So, I’ve actually taken two positions on this: one was the break above the daily highs, and the second trade is a 15-minute timeframe intraday trade. I’ll show you both and then go from there.
So, here’s our position at the end of the day. There’s a break above this high, here. And we have a stop-loss order below this low, targeting that 1.87 area. So, that is the daily timeframe, which is pretty much triggered now.
How do I want to be involved in this market? Well, I like to use strength instead of weakness analysis. So, you can see, here, my strength from weakness table, but it says that the GB Pound is gaining value and plus five, plus one on the week while the AU Dollar is losing value.
What that means is that GB Pound is likely to be stronger than the AU Dollar this week, and the way we can tell that on our chart is by looking at the trend.
Is the market making higher highs? Well, yes, it is because we made this formation, here, and then we broke out and formed a new high. So technically, we have a higher high. So, what I’m looking for is for the price to come back into this level and then move in line with that potential trend. We took a position on this off of this candlestick last week. Unfortunately, we got taken out. But, the market looks to be setting up again and I do like the opportunity to buy GBP/AUD here.
Essentially, the market has come back, retest these structure highs. So what I like to do then is dive down into the four-hour timeframe, or what I should say is I like to look at those daily closes – nice bullish closes, right. So, I’m expecting that daily timeframe to push to the upside. My next step is to go to the four-hour, and I want the trend to match up with my daily timeframe. You’ve heard me speak about this before but the trend is our friend. I really like to follow the four-hour timeframe and we can see, here, that the market double bottoms.
This morning, I looked for the market to basically pull back and retest this structure in here. So, I place a rectangle here as a support level between the high and the bodies of the candlesticks, just through there. What I do then, is wait for the price to come back to this level and then execute my order on a 15-minute timeframe, and how I do that is by looking for another change in cycle. So, what I’m essentially doing is stacking up the trend.
So, the daily is in an uptrend. The four-hour is in an uptrend, and the 15-minute is now starting to an uptrend.
What I like to do when the price comes back into my level of support is to look for those changes in the cycle and we can see the markets start bouncing around, bouncing around, and then boom – breaks this high in here. I look for the long position, there. What that looks like is a long order, here, stop losses five pips below the low. So, it’s around about 30-34 pips stop-loss, target 2R. Always look for those two to one of the trading opportunities on lower timeframe moves. This is the composition on the 15-minute timeframe, a really simple way to enter a market, and all you’re doing is stacking up the trend. So, just to go over that quickly again, the daily timeframe is making higher highs.
Why do I want to be in this market in the first place? Well, the currency strength and weakness table are suggesting that I’ll buy this market, the daily timeframe is bullish, it formed a new high, then retested the previous high structure.

[Data]
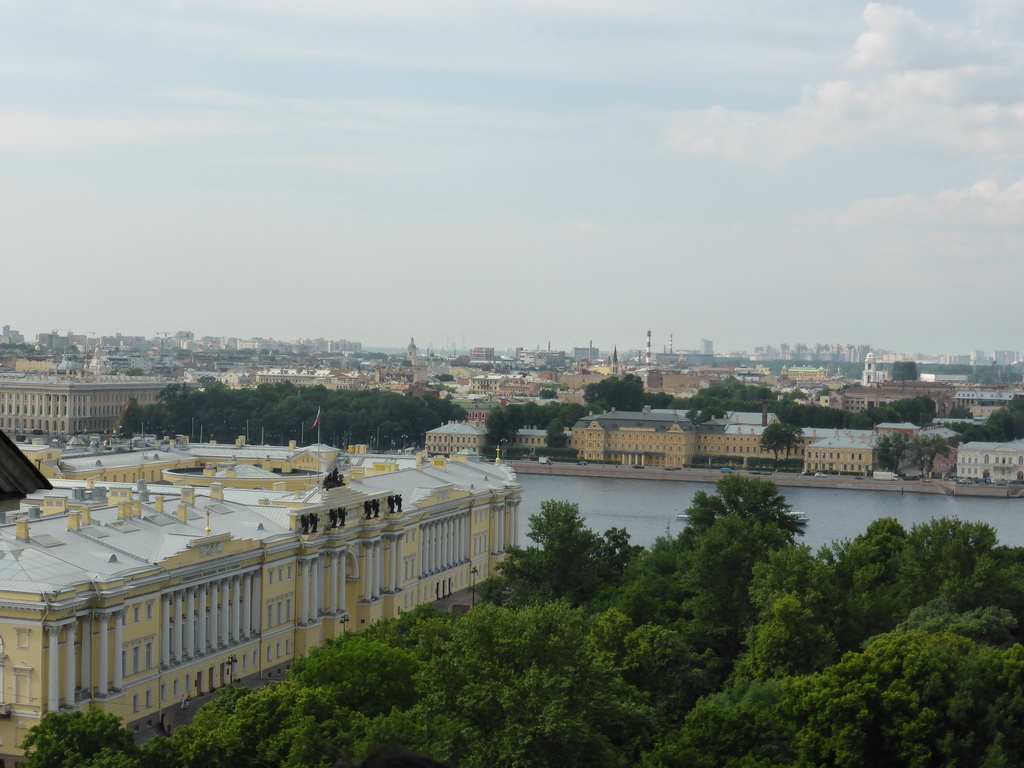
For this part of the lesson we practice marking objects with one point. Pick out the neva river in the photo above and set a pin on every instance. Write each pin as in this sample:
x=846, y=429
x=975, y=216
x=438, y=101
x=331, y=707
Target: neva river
x=647, y=508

[Stated goal 1]
In the trading walkthrough, where is the stop-loss placed on the 15-minute long order?
[Stated goal 2]
List every chart timeframe named in the trading walkthrough.
[Stated goal 3]
Reproduce the trading walkthrough between "So, I’ve actually" and "much triggered now.", inclusive, swapping "daily highs" for "weekly highs".

[Task answer 1]
Five pips below the low.

[Task answer 2]
- Daily
- Four-hour
- 15-minute

[Task answer 3]
So, I’ve actually taken two positions on this: one was the break above the weekly highs, and the second trade is a 15-minute timeframe intraday trade. I’ll show you both and then go from there.
So, here’s our position at the end of the day. There’s a break above this high, here. And we have a stop-loss order below this low, targeting that 1.87 area. So, that is the daily timeframe, which is pretty much triggered now.